(Lesetext):
Bremen. Bewohner kommen und gehen, ein Haus bleibt. Kaum etwas gilt als so unverrückbar wie vier Wände. Doch der Schein trügt: In Bremen haben Erker, Giebel und Gebäudefronten den Stadtteil gewechselt, im Umland zogen sogar ganze Scheunen als Mitgift der Braut ins Nachbardorf um. Kriege und Stadtumbau, Hochzeiten und Grundherrschaft haben Bremens schönste Bausubstanz in Bewegung versetzt.
Bremen. Das schmucke Wohnhaus des Bremer Bildhauers Wilhelm Theophilous Frese ist immer noch eingelagert. Die Denkmalpfleger haben seine barocke Fassade sorgsam in einem Hafendepot verwahrt. Dort, wo es einst stand, auf dem Teerhof, kann es nicht wieder hin: Heute ragt an dieser Stelle die frühere Beluga-Zentrale auf und das Gästehaus der Uni. Doch es wäre möglich, die Fassade andernorts auferstehen zu lassen, vielleicht im Faulenquartier.
Es wäre nicht das erste historische Gebäude, das in Bremen umzieht. Im Gegenteil: Diese Technik hat hier Tradition. Hübsche alte Hausfragmente wurden immer wieder verpflanzt - sogar schon, bevor im Zweiten Weltkrieg 60 Prozent der Innenstadt zerstört wurden. Große Teile der Bürgerhäuser am Marktplatz gehörten ursprünglich nicht hierher, und auch in Gebäude in der Langenstraße, Martinistraße und im Schnoor wurden Erker, Giebel oder Schmucksteine andere Straßen eingebaut.

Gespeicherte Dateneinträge
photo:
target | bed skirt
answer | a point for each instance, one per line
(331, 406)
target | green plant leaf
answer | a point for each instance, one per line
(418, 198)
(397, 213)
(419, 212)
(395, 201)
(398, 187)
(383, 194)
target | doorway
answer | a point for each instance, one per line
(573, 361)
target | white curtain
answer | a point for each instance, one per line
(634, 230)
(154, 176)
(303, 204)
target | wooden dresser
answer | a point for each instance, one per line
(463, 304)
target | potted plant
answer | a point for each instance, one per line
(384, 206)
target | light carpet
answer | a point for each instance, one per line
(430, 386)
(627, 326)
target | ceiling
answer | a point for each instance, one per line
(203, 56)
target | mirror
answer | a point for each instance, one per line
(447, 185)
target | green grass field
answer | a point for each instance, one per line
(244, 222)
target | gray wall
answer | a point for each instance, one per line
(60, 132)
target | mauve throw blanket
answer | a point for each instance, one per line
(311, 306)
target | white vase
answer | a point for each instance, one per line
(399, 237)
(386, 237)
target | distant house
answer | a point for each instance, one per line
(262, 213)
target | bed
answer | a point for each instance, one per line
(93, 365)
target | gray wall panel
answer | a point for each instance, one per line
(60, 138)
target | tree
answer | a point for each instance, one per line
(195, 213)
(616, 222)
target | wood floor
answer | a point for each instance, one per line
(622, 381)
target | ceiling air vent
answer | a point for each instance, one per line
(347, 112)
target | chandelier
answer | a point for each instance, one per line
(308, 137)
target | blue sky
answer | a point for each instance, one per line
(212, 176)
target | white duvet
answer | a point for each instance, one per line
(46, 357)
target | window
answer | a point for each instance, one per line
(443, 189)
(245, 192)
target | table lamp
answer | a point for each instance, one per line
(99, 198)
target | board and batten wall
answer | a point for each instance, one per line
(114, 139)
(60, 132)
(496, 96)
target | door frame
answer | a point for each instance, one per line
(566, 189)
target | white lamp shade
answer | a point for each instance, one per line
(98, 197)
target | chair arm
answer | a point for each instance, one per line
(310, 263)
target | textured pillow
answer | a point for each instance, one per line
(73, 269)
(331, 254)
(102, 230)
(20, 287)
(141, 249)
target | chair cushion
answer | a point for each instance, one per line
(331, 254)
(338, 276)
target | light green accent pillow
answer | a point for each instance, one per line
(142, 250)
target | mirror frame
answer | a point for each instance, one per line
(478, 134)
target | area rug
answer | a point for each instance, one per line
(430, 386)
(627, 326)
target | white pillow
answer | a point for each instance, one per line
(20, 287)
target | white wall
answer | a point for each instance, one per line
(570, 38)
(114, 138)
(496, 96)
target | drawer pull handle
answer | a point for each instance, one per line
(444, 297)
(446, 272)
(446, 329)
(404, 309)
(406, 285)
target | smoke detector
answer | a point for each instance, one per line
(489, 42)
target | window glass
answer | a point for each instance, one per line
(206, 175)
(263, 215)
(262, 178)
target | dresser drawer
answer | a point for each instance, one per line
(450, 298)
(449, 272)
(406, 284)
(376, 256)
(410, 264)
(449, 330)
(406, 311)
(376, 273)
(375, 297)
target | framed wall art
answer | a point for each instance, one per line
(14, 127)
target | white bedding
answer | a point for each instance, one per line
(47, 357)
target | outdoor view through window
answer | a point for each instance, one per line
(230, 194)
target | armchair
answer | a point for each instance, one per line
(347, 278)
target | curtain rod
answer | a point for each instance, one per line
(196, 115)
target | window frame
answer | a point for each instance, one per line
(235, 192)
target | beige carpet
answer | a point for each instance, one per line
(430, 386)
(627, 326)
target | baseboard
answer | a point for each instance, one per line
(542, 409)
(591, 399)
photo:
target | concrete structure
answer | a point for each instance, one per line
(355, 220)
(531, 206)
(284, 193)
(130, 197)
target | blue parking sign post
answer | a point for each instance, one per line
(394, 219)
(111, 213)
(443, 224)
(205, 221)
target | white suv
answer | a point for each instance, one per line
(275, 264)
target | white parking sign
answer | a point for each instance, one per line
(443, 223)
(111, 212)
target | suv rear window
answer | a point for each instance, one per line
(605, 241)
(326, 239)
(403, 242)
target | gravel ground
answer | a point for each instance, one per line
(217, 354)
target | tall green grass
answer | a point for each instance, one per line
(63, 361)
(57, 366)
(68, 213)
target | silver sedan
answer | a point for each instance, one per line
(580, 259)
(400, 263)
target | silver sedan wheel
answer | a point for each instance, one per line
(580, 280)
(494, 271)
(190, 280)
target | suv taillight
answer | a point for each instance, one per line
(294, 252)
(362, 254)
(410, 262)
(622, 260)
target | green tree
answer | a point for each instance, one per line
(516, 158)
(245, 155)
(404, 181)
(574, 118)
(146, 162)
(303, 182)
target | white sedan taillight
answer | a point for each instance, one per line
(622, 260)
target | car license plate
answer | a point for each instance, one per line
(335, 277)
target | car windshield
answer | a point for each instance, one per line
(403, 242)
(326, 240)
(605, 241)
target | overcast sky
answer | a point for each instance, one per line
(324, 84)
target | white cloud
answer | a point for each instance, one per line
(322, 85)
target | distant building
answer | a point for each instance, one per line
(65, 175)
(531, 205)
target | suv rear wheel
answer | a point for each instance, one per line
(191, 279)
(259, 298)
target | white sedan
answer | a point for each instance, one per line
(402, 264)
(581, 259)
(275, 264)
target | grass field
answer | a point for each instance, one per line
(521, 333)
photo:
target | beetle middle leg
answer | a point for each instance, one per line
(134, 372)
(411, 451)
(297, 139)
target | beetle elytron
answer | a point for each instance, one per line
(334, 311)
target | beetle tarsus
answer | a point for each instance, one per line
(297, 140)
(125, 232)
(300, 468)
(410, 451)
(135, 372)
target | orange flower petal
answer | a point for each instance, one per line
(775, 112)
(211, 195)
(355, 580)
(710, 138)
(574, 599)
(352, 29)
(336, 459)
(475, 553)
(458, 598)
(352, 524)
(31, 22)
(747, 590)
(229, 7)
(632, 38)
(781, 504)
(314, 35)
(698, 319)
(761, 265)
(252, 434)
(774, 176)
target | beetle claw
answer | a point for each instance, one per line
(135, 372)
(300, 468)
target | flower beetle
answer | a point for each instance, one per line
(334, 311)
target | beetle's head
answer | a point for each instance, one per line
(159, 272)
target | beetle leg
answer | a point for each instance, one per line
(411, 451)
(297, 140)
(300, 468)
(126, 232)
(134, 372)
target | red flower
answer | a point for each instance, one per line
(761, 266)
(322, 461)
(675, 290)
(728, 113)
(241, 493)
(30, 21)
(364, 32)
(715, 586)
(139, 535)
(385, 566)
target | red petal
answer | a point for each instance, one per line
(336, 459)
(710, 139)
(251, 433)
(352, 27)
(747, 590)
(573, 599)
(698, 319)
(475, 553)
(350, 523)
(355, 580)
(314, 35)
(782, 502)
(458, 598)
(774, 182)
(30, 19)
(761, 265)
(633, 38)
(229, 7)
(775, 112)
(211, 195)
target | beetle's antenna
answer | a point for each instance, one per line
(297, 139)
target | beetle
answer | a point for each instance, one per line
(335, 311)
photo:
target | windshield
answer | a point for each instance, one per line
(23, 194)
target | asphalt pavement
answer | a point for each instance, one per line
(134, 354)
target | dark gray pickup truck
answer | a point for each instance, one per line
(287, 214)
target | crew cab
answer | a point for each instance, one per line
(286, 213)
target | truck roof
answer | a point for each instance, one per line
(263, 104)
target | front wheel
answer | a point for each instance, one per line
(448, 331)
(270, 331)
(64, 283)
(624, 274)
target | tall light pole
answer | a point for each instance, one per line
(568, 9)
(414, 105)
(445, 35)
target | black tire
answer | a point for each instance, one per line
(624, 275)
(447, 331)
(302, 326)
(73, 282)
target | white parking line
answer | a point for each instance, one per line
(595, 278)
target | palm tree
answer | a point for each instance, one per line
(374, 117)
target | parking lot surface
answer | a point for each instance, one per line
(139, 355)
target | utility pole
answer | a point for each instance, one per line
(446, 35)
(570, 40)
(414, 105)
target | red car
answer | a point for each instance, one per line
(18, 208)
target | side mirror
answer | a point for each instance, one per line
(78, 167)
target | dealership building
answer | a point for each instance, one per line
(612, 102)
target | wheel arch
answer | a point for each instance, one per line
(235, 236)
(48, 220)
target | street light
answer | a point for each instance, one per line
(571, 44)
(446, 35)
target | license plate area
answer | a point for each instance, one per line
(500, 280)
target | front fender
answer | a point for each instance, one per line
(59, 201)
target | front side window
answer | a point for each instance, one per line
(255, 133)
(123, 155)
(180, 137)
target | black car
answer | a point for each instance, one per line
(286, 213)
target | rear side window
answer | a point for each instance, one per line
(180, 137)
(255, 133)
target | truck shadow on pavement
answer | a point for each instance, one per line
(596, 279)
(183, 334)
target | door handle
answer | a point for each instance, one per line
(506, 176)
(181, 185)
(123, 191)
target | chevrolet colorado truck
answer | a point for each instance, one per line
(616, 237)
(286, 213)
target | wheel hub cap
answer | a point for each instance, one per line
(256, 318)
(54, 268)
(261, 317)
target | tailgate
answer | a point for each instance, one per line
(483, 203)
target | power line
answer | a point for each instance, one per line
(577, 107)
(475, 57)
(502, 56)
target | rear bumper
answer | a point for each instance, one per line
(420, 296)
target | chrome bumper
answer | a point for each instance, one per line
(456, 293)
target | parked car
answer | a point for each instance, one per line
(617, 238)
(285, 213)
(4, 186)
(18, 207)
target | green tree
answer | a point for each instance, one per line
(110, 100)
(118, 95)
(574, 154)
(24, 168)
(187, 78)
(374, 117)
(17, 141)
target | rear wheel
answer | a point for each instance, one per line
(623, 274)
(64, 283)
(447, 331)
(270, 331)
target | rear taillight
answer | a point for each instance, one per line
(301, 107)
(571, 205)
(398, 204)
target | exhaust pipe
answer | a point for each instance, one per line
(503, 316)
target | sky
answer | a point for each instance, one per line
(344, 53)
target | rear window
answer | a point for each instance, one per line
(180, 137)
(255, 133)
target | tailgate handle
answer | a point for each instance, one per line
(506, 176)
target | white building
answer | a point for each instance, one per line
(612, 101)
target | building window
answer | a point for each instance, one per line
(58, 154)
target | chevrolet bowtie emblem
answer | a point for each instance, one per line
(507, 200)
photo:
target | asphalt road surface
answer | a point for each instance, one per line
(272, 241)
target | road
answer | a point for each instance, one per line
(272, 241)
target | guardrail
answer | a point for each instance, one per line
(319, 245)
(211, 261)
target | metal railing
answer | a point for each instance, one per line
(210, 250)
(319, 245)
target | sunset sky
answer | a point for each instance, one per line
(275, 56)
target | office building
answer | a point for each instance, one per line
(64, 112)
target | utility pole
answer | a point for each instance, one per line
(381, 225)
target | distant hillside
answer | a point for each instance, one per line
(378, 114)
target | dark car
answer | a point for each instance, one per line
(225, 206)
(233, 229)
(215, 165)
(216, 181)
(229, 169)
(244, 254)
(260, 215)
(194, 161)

(Schriftliche Aufgabe): Schreiben Sie aus dem Text über die versetzten Bremer Häuser den Abschnitt von „Bremen. Bewohner kommen“ bis einschließlich „vielleicht im Faulenquartier.“ wortgetreu ab. Die Datensätze stammen aus einer anderen Quelle.

(Musterlösung):
Bremen. Bewohner kommen und gehen, ein Haus bleibt. Kaum etwas gilt als so unverrückbar wie vier Wände. Doch der Schein trügt: In Bremen haben Erker, Giebel und Gebäudefronten den Stadtteil gewechselt, im Umland zogen sogar ganze Scheunen als Mitgift der Braut ins Nachbardorf um. Kriege und Stadtumbau, Hochzeiten und Grundherrschaft haben Bremens schönste Bausubstanz in Bewegung versetzt.
Bremen. Das schmucke Wohnhaus des Bremer Bildhauers Wilhelm Theophilous Frese ist immer noch eingelagert. Die Denkmalpfleger haben seine barocke Fassade sorgsam in einem Hafendepot verwahrt. Dort, wo es einst stand, auf dem Teerhof, kann es nicht wieder hin: Heute ragt an dieser Stelle die frühere Beluga-Zentrale auf und das Gästehaus der Uni. Doch es wäre möglich, die Fassade andernorts auferstehen zu lassen, vielleicht im Faulenquartier.